SOURCE PASSAGE »
Abstract
The paper presents one of the first stages of the project which aims to design a classifier of Internet texts in Russian by emotional tonality. The relevance of the study not only consists in the Russian language data, but also in the attempt of creating a multiclass classifier. For the most accurate realization of the idea of the project, the Lövheim cube model including eight emotions was chosen, as well as methods that tend to increase the objectivity of the results, such as an independent assessors’ data labeling, a use of corpus linguistics tools, etc. In previous linguistic analysis of the dataset taken from social network VKontakte and subsequent validation of features of emotions with the help of the corpus manager and the prototype of the classifier it has been stated that the classes Shame and Disgust, unlike other classes, did not demonstrate any peculiarities regarding lexico-morphological level. Due to the hypothesis of the reliability of syntactic features of these classes, as well as the fact of them being characterized as low-noradrenaline emotions, it has been suggested that these two must be correlated. Methods of contextual analysis, corpus linguistics and statistics have proved the relevance of specific syntactic configurations as predictors of Shame and Disgust in the Internet texts in Russian, for instance, “subject in dative case with a verb
Keywords: Disgustemotionnoradrenalinesentiment analysisshamesyntactic features
Introduction
The article presents some results of the project conducted on the field of sentiment analysis and supposed to resolve the problem of attributing Internet text in Russian to the particular class of emotions.
Although the technologies of binary and ternary sentiment analysis are rather developed (Nakov, Ritter, Rosenthal, Sebastiani, & Stoyanov, 2016; Yang, He, & Chen, 2019; Yousefpour, Ibrahim, & Hamed, 2017), the multiclass emotional text classifier represents yet a new task worth to be accomplished.
Our aim is to run a computer classifier able to detect and define the emotion mostly represented in the Internet text in Russian or to attribute the text to the emotionally neutral class.
For this purpose, we use the classification of emotions proposed by Swedish neuroscientist H. Lövheim and visualized in the form of cube. The model is built to explain a direct relation existing between specific combinations of the levels of such signal substances as dopamine, noradrenalin and serotonin in the blood of a human or an animal and eight basic emotions. The mentioned above signal substances or neurotransmitters form the axes of a coordinate system, and eight basic emotions are placed in the eight corners of cube model. The most of emotions have double names since H. Lövheim uses the first for denoting the softer expression of the emotion, the second – for the stronger: Interest / Excitement, Enjoyment / Joy, Surprise, Distress / Anguish, Anger / Rage, Fear / Terror, Contempt / Disgust, Shame / Humiliation.
To train the classifier based on machine learning technology (Nikolaev, Mitrenina, & Lando, 2016) we need a training sample of texts and a range of features for each emotional class of texts.

TASK LIST »
a – Summarize the passage on emotion classification in two sentences.
b – Does the passage on emotion classification agree with each statement below? Give yes or no for each, quoting the deciding words.
(i) The dataset was taken from the social network VKontakte.
(ii) Binary and ternary sentiment analysis technologies are described as still undeveloped.
(iii) In Lövheim's double names, the first name denotes the stronger expression of the emotion.
c – Answer these questions from the passage on emotion classification.
(i) Which model of emotions was chosen for the project?
(ii) Which two classes showed no peculiarities at the lexico-morphological level?
(iii) What does training the classifier require?
Answer using only the passage above.

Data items

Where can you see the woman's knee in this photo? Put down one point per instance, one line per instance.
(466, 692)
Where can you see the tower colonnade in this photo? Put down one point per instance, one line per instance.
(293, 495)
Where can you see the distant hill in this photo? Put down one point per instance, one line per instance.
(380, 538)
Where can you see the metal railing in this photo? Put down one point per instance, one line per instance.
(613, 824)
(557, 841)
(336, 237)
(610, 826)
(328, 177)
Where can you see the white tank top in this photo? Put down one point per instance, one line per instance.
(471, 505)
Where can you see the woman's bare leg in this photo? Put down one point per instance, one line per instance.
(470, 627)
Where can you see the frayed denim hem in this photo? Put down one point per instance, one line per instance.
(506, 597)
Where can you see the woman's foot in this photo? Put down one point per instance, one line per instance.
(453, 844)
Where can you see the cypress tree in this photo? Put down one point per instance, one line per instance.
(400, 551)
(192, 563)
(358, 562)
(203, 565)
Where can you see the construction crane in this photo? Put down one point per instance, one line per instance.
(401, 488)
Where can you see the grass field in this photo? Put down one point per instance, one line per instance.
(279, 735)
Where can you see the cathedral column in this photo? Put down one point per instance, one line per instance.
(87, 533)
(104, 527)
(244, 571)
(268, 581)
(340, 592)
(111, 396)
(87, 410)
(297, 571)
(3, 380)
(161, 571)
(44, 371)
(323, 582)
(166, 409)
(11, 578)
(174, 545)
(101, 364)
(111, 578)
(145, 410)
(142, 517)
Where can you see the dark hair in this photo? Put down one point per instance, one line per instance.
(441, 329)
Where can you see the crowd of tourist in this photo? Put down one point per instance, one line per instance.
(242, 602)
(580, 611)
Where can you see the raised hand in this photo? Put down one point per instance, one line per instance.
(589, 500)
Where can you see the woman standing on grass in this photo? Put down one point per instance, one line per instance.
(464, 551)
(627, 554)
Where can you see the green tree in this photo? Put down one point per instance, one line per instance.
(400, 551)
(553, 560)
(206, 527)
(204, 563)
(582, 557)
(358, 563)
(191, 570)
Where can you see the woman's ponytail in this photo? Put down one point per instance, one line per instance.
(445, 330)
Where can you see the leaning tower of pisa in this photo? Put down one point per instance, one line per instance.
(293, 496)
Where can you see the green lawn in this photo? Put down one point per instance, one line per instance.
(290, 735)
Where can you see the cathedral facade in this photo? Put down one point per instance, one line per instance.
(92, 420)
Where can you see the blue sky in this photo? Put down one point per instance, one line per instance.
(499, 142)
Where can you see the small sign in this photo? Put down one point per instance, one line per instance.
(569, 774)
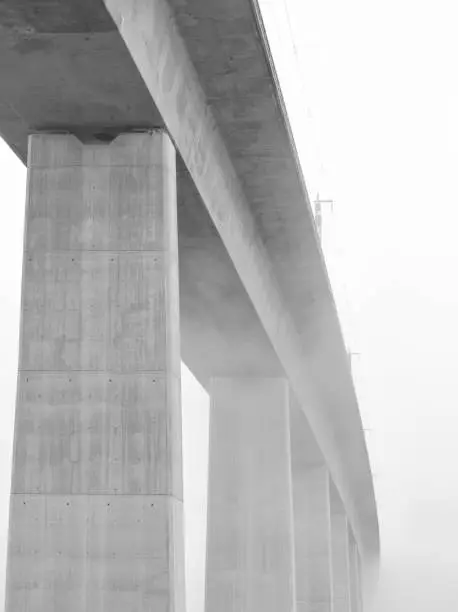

COMPLETED EXERCISE »
a – The passage describes a project to build a multiclass classifier that attributes Russian Internet texts to emotion classes, using H. Lövheim's cube model, which links eight basic emotions to levels of dopamine, noradrenalin and serotonin. It reports that Shame and Disgust showed no lexico-morphological peculiarities in a dataset from VKontakte, and that contextual, corpus and statistical methods proved specific syntactic configurations to be predictors of these two classes.

b –
(i) Yes: "the dataset taken from social network VKontakte"
(ii) No: "the technologies of binary and ternary sentiment analysis are rather developed"
(iii) No: "the first for denoting the softer expression of the emotion, the second – for the stronger"

c –
(i) The Lövheim cube model, which includes eight emotions.
(ii) Shame and Disgust.
(iii) A training sample of texts and a range of features for each emotional class of texts.